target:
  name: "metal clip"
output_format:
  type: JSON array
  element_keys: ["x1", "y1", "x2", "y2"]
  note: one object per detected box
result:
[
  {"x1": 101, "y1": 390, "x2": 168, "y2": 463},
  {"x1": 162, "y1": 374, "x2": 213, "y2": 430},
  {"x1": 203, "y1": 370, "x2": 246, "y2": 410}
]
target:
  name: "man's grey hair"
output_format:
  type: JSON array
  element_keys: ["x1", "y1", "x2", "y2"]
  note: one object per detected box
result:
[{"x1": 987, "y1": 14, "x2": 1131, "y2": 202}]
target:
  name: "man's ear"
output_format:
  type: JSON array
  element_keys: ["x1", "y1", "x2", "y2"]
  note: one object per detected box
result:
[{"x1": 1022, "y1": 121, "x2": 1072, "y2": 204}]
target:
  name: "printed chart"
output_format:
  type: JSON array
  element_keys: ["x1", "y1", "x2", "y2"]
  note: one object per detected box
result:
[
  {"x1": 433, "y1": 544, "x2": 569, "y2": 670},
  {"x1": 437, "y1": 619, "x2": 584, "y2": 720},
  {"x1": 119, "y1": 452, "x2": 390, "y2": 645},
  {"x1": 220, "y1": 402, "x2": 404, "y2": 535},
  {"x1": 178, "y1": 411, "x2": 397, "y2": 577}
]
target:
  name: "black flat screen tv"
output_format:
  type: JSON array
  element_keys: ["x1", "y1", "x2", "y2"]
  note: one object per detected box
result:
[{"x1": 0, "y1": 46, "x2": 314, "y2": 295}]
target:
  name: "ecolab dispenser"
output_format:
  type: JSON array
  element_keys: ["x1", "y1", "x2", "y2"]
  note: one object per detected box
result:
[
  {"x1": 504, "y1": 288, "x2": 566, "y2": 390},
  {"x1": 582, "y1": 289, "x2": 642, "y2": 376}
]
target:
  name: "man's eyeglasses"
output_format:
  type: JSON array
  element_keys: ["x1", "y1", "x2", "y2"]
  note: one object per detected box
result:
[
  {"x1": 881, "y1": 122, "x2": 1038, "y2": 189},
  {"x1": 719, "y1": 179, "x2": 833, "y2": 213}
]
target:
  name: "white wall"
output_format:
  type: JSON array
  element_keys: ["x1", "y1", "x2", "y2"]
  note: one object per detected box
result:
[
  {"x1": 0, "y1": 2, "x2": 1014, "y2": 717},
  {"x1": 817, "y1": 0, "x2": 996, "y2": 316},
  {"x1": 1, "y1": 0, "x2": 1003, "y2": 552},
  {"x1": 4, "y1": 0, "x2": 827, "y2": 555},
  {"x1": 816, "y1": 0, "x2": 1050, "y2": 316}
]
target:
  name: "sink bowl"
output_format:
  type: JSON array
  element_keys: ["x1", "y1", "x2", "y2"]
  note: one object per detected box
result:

++++

Task item – Starting from the first line above, copy the data through to the last line exactly.

Exercise result –
target:
  name: "metal clip"
output_format:
  type: JSON array
  element_keys: ["x1", "y1", "x2", "y2"]
  note: one object per detected box
result:
[
  {"x1": 101, "y1": 390, "x2": 168, "y2": 463},
  {"x1": 162, "y1": 374, "x2": 213, "y2": 430},
  {"x1": 203, "y1": 370, "x2": 246, "y2": 410}
]
target:
  name: "man's grey hair"
output_format:
  type: JSON array
  element_keys: ["x1", "y1", "x2", "y2"]
  note: one object per detected box
result:
[{"x1": 987, "y1": 14, "x2": 1131, "y2": 202}]
target:
  name: "man's ear"
output_format:
  type: JSON array
  element_keys: ["x1", "y1", "x2", "y2"]
  note: one object per detected box
result:
[{"x1": 1022, "y1": 121, "x2": 1072, "y2": 204}]
target:
  name: "printed chart"
output_format:
  type: JSON array
  element_keys: ["x1", "y1", "x2", "y2"]
  note: one object per detected box
result:
[
  {"x1": 433, "y1": 544, "x2": 569, "y2": 670},
  {"x1": 437, "y1": 619, "x2": 584, "y2": 720},
  {"x1": 119, "y1": 452, "x2": 390, "y2": 645},
  {"x1": 220, "y1": 402, "x2": 404, "y2": 535},
  {"x1": 178, "y1": 411, "x2": 397, "y2": 577}
]
target:
  name: "black flat screen tv"
output_format:
  type: JSON array
  element_keys: ["x1", "y1", "x2", "y2"]
  note: one object per detected box
result:
[{"x1": 0, "y1": 46, "x2": 314, "y2": 295}]
target:
  name: "ecolab dispenser"
output_format:
  type: JSON array
  element_keys: ["x1", "y1", "x2", "y2"]
  note: one object per detected box
result:
[
  {"x1": 504, "y1": 288, "x2": 566, "y2": 390},
  {"x1": 582, "y1": 289, "x2": 642, "y2": 376}
]
target:
  name: "man's eyeglasses"
output_format:
  type: JSON array
  element_keys: ["x1", "y1", "x2", "y2"]
  note: one object per detected box
result:
[
  {"x1": 881, "y1": 122, "x2": 1038, "y2": 189},
  {"x1": 719, "y1": 179, "x2": 833, "y2": 213}
]
target:
  name: "white wall"
output_format:
  type: JSON array
  element_keys: ["x1", "y1", "x2", "y2"]
  note: one object per detected box
result:
[
  {"x1": 0, "y1": 2, "x2": 1014, "y2": 717},
  {"x1": 817, "y1": 0, "x2": 996, "y2": 316},
  {"x1": 1, "y1": 0, "x2": 1003, "y2": 552},
  {"x1": 4, "y1": 0, "x2": 827, "y2": 555},
  {"x1": 816, "y1": 0, "x2": 1050, "y2": 316}
]
target:
  name: "sink bowl"
output_format:
  type: JSON array
  element_keys: ["x1", "y1", "x2", "y2"]
  note: one object per detected box
result:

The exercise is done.